== What you have to do ==
Give back only the lines in the records below from the one with "Target: car tire" to the one with "Target: street lamp", both inclusive, word for word.

[[ The data open ]]

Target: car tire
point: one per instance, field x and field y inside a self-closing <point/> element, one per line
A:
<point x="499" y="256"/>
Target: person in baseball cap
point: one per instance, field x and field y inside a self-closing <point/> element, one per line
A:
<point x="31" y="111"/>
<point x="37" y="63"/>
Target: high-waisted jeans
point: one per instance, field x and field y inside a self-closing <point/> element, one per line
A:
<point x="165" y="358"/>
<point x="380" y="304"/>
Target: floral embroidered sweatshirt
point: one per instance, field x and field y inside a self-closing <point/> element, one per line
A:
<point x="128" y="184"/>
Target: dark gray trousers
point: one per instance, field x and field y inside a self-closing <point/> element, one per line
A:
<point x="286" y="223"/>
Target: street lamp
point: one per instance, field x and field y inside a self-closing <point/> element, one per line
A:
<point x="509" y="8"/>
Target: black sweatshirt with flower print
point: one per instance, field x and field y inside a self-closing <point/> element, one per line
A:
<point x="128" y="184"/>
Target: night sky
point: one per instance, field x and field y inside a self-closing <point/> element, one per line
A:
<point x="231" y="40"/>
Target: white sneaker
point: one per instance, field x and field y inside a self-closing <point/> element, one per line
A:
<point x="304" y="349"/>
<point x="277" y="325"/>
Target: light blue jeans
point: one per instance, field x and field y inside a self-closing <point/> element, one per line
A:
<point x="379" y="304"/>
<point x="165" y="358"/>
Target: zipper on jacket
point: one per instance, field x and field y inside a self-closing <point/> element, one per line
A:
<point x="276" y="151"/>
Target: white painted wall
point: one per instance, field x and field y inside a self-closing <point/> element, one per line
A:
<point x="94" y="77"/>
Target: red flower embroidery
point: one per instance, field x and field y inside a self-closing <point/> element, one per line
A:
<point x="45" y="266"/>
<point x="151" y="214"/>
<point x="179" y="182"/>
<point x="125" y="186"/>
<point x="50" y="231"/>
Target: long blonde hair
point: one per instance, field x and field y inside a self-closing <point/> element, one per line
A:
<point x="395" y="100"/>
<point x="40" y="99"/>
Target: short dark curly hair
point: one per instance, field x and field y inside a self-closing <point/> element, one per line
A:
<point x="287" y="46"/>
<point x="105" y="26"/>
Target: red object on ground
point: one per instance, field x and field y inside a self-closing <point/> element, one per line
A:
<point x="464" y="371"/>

[[ The data closed ]]
[[ The data open ]]

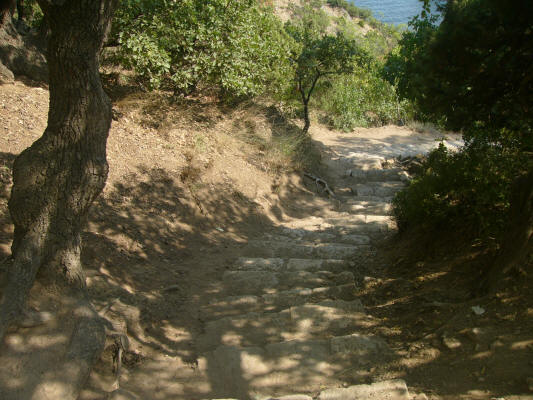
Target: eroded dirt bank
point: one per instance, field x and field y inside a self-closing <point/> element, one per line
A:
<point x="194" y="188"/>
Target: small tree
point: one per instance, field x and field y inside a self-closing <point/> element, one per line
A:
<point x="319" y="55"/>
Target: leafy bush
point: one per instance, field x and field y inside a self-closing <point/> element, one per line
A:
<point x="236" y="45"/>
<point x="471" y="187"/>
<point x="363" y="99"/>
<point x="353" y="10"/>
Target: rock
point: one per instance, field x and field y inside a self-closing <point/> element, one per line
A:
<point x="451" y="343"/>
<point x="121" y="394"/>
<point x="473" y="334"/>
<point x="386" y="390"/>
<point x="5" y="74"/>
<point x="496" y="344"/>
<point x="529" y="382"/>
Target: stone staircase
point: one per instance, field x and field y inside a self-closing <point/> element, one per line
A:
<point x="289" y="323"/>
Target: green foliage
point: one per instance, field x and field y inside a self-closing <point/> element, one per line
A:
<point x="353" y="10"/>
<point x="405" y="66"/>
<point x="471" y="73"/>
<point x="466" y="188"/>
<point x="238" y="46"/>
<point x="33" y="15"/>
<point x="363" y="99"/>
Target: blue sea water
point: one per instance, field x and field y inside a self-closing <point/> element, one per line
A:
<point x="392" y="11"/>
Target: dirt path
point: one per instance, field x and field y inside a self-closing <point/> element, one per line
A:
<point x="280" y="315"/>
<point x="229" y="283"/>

[[ The data closed ]]

== Answer ==
Target: car tire
point: one per instance, field x and field y inside a self-closing <point/> element, one per line
A:
<point x="499" y="256"/>
Target: person in baseball cap
point: one per instance, field x and field y inside a self-closing <point/> element, one per line
A:
<point x="31" y="111"/>
<point x="37" y="63"/>
Target: high-waisted jeans
point: one per instance, field x and field y inside a self-closing <point/> element, one per line
A:
<point x="165" y="358"/>
<point x="380" y="304"/>
Target: floral embroidered sweatshirt
point: one per instance, field x and field y inside a self-closing <point/> element, one per line
A:
<point x="128" y="184"/>
Target: dark gray trousers
point: one per instance, field x and field y inside a self-closing <point/> element, one per line
A:
<point x="286" y="223"/>
Target: street lamp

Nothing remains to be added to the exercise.